Work to complete —
Beneath this instruction is a listing; print exactly the lines in it starting at the line that contains "Target: white bridal veil" and going through the line that contains "like [[393, 460]].".

(Material provided begins)

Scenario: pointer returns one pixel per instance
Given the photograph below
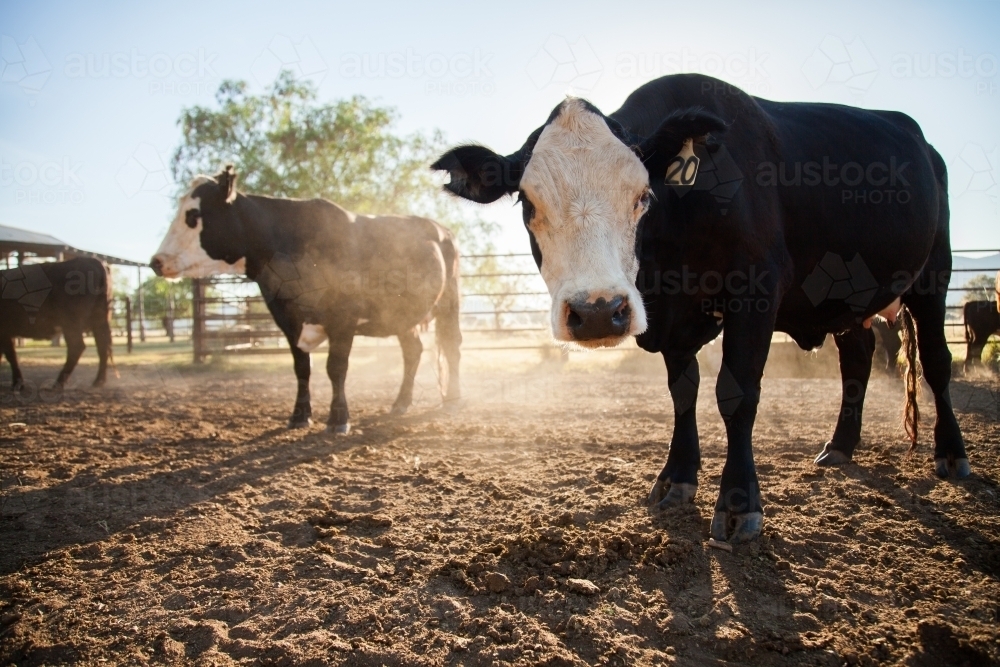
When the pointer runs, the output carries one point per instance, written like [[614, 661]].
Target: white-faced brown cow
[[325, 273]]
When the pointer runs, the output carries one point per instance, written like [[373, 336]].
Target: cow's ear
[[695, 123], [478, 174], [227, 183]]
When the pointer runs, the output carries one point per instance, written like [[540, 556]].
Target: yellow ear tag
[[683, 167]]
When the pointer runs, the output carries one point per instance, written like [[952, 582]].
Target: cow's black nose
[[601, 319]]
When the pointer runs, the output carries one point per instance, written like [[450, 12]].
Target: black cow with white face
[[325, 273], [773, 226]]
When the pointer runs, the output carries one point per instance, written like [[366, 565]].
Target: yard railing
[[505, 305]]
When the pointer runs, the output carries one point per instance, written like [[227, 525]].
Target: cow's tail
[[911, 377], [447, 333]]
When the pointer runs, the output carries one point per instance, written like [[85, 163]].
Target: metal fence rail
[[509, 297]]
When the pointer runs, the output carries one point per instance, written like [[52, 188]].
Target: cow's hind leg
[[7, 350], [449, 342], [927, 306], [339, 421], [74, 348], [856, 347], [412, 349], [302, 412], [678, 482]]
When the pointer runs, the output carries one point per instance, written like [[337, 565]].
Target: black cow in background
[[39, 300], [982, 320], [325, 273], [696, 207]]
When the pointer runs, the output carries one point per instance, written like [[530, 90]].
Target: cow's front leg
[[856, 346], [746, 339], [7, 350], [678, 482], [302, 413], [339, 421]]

(Material provided ends)
(Material provided begins)

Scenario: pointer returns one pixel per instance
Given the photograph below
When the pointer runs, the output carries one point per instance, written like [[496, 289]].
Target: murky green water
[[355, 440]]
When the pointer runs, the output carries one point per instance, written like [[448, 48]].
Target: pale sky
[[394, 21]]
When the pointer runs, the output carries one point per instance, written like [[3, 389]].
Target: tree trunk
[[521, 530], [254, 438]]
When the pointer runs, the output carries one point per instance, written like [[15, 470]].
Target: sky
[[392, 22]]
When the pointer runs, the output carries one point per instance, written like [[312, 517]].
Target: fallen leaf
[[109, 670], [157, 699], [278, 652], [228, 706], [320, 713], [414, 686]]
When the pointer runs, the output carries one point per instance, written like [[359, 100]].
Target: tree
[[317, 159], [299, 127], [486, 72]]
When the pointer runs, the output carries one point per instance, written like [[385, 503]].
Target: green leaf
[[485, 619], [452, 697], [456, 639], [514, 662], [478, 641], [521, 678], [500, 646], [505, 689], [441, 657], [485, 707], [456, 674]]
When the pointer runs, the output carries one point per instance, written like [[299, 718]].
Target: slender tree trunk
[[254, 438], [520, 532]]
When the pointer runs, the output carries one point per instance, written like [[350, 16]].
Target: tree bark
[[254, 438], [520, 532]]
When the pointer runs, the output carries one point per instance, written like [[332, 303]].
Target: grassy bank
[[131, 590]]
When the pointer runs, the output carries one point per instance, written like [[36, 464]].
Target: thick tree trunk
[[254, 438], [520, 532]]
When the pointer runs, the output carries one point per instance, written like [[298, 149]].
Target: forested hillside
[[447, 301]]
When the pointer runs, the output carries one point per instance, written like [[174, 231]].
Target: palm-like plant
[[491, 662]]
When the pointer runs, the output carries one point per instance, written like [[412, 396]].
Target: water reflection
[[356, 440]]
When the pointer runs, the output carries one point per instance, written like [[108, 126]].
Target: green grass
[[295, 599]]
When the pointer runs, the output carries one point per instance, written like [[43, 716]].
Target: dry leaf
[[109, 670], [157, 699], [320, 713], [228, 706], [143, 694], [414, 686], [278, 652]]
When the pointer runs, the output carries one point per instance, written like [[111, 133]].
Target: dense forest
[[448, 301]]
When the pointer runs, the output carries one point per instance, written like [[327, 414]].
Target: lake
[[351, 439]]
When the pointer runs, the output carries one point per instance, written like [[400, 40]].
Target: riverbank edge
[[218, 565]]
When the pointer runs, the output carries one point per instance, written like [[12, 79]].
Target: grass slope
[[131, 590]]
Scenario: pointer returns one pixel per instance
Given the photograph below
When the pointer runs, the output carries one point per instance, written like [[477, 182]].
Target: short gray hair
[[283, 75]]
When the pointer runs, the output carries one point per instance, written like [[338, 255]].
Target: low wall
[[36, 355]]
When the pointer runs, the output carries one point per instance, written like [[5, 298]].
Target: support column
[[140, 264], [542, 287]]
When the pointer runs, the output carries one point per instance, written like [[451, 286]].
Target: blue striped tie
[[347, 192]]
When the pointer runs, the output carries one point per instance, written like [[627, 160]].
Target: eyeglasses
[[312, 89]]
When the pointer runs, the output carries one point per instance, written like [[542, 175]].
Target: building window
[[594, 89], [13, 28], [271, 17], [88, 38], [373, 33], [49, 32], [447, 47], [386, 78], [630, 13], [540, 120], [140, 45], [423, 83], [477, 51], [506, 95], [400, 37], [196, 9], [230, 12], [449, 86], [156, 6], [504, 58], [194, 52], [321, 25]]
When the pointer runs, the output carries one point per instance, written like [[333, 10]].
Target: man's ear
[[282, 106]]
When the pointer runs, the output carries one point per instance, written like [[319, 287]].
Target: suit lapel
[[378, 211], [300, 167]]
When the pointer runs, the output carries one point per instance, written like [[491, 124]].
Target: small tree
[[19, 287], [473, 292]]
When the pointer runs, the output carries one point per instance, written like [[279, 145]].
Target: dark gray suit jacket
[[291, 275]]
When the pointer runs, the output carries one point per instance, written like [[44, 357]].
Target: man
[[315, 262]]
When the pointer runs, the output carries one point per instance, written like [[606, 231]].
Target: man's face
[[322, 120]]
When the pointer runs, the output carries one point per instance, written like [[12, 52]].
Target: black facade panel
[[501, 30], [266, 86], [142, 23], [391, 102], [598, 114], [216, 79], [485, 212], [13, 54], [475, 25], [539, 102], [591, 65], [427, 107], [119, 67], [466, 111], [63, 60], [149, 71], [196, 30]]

(Material provided ends)
(Material provided begins)

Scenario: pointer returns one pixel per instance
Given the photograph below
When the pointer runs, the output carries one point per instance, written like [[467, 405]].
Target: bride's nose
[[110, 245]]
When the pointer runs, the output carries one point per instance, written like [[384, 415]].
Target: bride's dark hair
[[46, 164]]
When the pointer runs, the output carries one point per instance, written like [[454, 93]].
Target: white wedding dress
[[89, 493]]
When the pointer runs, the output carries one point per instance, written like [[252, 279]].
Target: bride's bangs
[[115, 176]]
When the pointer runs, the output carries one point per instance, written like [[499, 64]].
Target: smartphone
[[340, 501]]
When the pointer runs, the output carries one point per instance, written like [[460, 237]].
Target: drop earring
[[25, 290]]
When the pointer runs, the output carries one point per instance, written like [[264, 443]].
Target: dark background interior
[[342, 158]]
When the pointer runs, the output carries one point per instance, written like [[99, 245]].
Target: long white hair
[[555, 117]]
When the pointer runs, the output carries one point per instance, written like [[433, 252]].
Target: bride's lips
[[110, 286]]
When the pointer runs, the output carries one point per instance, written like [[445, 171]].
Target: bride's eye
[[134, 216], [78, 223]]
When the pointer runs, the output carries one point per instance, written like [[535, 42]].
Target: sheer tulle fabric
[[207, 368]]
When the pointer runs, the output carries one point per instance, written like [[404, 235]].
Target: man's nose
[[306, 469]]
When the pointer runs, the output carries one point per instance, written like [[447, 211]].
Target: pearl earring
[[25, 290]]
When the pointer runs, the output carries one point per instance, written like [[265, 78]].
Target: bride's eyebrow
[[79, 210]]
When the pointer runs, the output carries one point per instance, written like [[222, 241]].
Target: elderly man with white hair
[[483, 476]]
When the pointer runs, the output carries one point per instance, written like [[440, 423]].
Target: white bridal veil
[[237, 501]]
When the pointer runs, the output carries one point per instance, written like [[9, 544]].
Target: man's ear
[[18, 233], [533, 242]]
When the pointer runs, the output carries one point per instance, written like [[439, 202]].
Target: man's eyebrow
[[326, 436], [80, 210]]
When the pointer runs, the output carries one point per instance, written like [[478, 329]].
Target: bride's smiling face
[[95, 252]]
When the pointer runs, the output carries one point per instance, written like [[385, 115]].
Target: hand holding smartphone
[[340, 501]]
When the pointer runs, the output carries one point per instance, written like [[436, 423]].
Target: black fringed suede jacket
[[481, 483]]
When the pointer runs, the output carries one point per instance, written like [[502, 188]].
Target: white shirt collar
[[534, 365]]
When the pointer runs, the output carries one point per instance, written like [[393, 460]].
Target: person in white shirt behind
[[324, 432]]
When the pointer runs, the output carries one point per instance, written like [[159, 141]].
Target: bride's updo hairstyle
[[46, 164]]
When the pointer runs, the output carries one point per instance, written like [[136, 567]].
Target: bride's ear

(Material provided ends)

Answer below —
Target: white bridal veil
[[237, 501]]
When the pointer runs, the output carries one point per instance, written like [[9, 544]].
Target: man's ear
[[18, 233], [533, 242]]
When the pointer runs, the output carries one point per instance, written like [[439, 202]].
Target: man's eyebrow
[[326, 436], [80, 210]]
When the pointer runs, the output carries one point per instance, written like [[478, 329]].
Target: bride's smiling face
[[95, 252]]
When the pointer runs, the output carries one point per instance, written like [[385, 115]].
Target: hand holding smartphone
[[340, 501]]
When the pointer runs, the output carries one point per instance, written like [[436, 423]].
Target: black fringed suede jacket
[[481, 483]]
When the pointer runs, the output carries one point per instance, written like [[502, 188]].
Target: white shirt collar
[[534, 365]]
When the pointer runs, the output carries one point per instance, written like [[393, 460]].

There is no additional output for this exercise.